Count the lines in the records below that contain the string "range". Reply with the number alone.

******************************

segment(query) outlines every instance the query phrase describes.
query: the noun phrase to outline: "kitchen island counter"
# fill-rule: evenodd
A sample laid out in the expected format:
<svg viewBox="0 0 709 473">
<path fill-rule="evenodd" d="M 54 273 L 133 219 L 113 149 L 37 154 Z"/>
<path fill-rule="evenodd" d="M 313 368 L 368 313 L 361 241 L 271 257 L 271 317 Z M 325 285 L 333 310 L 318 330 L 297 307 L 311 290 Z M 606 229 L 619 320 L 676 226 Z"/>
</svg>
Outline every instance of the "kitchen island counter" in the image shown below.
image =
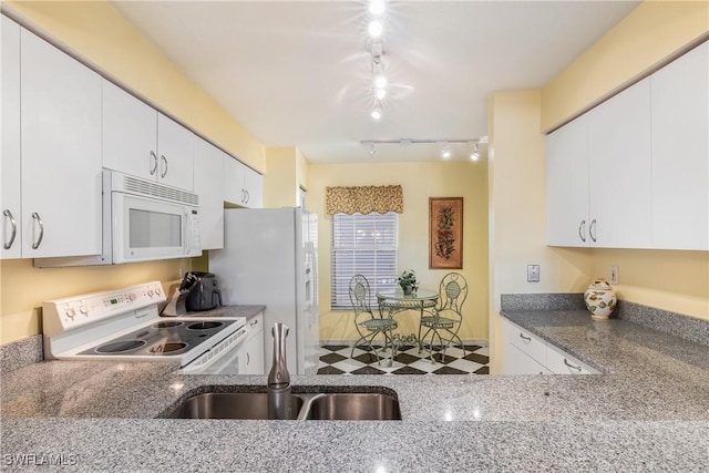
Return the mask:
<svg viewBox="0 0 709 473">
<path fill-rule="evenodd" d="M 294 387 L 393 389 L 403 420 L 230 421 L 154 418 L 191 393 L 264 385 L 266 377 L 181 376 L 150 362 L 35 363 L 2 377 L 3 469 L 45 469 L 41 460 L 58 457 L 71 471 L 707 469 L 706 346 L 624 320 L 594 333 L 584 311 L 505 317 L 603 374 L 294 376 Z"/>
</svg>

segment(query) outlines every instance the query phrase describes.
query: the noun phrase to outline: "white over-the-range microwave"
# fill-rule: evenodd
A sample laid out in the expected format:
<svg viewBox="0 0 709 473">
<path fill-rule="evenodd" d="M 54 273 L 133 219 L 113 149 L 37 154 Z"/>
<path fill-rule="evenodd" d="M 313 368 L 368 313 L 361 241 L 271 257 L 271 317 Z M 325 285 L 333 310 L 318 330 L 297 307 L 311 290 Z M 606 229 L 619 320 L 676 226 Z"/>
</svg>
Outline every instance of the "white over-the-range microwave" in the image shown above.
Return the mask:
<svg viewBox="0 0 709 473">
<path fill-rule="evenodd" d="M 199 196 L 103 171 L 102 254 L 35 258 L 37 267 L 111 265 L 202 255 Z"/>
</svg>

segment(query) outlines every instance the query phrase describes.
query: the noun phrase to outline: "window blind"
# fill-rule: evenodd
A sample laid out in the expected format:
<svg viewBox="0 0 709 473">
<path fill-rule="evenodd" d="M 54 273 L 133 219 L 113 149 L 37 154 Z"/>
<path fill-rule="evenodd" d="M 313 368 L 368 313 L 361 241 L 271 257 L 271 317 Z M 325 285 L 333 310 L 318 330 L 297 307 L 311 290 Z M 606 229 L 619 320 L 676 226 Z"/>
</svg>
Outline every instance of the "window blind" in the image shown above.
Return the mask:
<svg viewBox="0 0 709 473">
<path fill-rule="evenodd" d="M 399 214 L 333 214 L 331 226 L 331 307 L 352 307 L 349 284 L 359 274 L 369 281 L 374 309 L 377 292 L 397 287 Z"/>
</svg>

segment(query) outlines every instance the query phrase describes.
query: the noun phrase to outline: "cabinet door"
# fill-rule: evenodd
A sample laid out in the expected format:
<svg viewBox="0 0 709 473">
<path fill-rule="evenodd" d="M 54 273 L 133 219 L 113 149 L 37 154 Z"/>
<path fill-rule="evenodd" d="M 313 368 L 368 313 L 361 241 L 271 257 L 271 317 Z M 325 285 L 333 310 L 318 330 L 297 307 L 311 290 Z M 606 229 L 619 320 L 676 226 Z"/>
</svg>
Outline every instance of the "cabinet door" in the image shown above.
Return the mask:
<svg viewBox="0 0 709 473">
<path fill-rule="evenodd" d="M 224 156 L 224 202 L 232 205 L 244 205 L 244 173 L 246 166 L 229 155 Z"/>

******************************

TASK SOLUTION
2